## START DATA SECTION

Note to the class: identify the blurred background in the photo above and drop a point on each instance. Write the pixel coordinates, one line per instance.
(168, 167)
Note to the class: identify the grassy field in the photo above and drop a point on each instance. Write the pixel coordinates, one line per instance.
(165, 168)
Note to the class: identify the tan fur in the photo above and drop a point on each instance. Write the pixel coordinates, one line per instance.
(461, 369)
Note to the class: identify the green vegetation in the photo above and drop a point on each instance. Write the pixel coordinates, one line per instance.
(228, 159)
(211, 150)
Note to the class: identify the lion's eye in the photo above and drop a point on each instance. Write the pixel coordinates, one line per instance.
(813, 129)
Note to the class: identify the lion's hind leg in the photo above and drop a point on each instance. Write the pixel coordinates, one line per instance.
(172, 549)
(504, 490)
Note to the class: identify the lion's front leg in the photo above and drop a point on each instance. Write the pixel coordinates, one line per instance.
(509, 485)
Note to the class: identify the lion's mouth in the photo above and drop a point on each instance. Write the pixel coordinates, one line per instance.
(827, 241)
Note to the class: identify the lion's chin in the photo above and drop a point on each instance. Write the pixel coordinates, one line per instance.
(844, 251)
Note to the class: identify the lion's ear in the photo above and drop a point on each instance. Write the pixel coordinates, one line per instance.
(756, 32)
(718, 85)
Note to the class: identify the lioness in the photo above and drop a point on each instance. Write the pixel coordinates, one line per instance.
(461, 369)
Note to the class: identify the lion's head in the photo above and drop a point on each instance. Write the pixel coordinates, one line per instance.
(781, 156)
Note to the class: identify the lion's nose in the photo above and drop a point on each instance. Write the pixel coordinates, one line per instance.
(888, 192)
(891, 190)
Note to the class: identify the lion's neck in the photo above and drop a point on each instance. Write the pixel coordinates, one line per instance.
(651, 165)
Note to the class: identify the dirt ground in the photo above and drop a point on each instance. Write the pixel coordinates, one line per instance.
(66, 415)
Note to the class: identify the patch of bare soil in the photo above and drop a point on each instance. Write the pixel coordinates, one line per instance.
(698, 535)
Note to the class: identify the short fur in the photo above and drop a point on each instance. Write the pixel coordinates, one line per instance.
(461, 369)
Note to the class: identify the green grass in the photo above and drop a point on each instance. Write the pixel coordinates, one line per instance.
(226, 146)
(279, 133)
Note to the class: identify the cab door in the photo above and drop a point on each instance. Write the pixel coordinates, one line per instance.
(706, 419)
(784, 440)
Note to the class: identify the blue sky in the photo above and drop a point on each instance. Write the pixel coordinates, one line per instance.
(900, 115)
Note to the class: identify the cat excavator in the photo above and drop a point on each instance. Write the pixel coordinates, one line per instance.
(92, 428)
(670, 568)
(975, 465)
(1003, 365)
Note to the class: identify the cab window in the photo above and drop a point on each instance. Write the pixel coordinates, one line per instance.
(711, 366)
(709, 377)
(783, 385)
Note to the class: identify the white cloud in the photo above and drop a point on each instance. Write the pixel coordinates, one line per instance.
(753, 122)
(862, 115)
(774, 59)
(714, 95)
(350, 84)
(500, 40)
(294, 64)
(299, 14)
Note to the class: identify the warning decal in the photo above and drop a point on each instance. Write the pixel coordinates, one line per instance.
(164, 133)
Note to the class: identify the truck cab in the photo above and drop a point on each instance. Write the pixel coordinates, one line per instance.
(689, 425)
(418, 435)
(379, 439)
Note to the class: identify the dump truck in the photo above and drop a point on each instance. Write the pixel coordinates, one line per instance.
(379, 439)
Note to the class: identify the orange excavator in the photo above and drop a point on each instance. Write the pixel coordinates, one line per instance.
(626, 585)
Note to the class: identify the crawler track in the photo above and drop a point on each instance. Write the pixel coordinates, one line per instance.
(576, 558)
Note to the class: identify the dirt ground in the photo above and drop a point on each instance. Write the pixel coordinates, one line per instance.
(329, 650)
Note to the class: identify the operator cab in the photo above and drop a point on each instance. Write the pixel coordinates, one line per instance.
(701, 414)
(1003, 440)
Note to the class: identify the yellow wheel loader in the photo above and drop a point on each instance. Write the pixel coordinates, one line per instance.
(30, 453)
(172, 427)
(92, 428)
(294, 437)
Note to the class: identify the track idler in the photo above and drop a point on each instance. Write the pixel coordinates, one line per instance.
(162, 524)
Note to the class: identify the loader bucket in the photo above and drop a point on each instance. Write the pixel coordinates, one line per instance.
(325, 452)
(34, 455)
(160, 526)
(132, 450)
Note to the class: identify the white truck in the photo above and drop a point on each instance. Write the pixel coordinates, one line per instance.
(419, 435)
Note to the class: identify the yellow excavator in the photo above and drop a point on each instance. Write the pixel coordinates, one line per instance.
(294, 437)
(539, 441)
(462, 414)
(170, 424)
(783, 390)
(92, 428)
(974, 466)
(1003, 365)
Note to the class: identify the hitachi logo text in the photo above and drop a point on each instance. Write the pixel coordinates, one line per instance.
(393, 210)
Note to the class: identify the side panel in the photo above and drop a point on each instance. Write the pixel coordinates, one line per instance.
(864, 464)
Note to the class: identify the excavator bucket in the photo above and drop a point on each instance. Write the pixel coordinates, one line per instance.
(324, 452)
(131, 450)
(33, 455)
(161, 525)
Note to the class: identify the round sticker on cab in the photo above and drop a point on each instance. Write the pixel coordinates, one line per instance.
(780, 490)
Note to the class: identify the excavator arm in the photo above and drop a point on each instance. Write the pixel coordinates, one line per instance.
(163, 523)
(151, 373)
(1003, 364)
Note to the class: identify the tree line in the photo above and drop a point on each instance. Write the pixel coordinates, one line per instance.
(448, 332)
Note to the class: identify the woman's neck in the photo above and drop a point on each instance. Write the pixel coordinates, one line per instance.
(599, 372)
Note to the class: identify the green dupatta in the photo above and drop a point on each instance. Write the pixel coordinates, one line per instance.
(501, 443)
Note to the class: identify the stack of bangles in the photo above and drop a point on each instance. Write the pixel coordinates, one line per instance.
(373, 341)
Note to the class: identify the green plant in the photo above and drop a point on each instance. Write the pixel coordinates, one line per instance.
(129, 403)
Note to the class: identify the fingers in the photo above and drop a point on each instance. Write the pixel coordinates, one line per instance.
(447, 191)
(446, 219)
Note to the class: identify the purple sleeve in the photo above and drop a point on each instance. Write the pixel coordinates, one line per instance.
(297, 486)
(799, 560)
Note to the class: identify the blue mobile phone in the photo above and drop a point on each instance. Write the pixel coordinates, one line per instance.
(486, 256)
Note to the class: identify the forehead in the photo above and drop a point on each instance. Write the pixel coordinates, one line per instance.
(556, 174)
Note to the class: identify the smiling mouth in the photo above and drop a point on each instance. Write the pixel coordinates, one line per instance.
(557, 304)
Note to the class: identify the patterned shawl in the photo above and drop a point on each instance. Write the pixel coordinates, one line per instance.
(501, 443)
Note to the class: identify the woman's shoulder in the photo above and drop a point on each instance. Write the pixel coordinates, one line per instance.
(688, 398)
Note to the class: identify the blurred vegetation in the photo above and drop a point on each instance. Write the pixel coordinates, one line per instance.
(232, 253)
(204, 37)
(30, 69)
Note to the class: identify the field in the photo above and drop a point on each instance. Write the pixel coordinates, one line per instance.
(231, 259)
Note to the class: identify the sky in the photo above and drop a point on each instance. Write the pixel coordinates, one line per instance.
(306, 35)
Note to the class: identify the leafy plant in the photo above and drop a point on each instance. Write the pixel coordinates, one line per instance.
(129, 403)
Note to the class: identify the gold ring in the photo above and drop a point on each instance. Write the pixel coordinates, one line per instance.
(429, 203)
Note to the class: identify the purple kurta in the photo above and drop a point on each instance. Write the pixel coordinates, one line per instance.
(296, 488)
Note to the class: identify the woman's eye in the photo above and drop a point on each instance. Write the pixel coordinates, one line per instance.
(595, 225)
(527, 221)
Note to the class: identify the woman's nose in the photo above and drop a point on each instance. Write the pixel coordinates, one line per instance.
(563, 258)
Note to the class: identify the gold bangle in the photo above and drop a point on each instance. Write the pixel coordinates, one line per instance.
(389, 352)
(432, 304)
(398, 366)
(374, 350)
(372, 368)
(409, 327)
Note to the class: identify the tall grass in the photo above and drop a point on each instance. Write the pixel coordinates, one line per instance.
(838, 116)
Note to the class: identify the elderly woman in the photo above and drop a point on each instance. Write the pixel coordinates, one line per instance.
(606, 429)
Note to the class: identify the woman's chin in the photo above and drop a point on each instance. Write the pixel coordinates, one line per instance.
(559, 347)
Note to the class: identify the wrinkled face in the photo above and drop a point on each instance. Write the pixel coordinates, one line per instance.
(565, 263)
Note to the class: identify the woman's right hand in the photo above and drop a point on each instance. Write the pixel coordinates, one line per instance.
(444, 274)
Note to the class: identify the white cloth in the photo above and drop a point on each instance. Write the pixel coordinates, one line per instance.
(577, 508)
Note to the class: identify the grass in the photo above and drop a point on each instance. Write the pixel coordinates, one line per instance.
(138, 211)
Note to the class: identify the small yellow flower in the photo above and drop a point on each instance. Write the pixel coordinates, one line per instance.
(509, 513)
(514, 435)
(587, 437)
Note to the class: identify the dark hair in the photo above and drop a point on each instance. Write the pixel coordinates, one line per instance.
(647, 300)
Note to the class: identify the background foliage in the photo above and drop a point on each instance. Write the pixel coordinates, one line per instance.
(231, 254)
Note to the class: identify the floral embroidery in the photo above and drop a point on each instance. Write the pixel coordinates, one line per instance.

## END DATA SECTION

→ **WHAT IS EXPECTED**: Reproduce verbatim the lines above, starting from the line containing "Note to the class: identify the background" and continuing through the final line, with both ends included.

→ **ANSWER FOR THIS EXERCISE**:
Note to the class: identify the background foliage in the photo above and drop a point on each instance. Write the pixel coordinates, one line per instance.
(231, 254)
Note to the class: identify the floral embroidery in the photo above and drop a point on each instance. Write the pixel coordinates, one line per instance.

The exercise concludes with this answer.